SOURCE:
════════════════

Abstract

Some recent analytical papers have explored limiting behaviors of Landaude Gennes models for liquid crystals in certain extreme ranges of the model parameters: limits of “vanishing elasticity” (in the language of some of these papers) and “low-temperature limits.” We use simple scaling analysis to show that these limits are properly interpreted as limits in which geometric length scales (such as the size of the domain containing the liquid crystal material) become large compared to intrinsic length scales (such as correlation lengths or coherence lengths, which determine defect core sizes). This represents the natural passage from a mesoscopic model to a macroscopic model and is analogous to a “London limit” in the Ginzburg-Landau theory of superconductivity or a “large-body limit” in the Landau-Lifshitz theory of ferromagnetism. Known relevant length scales in these parameter regimes (nematic correlation length, biaxial coherence length) can be seen to emerge via balances in equilibrium Euler-Lagrange equations associated with well-scaled Landau-de Gennes free-energy functionals.

════════════════

RECORDED INFORMATION:

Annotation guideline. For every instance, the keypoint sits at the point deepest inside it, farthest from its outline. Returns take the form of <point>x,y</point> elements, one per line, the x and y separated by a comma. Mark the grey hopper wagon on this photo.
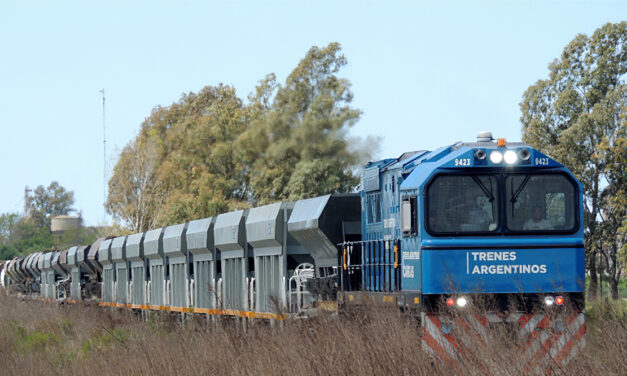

════════════════

According to the abstract, what limit in the Ginzburg-Landau theory of superconductivity is analogous to the passage from a mesoscopic to a macroscopic model?

TASK RESULT: A "London limit."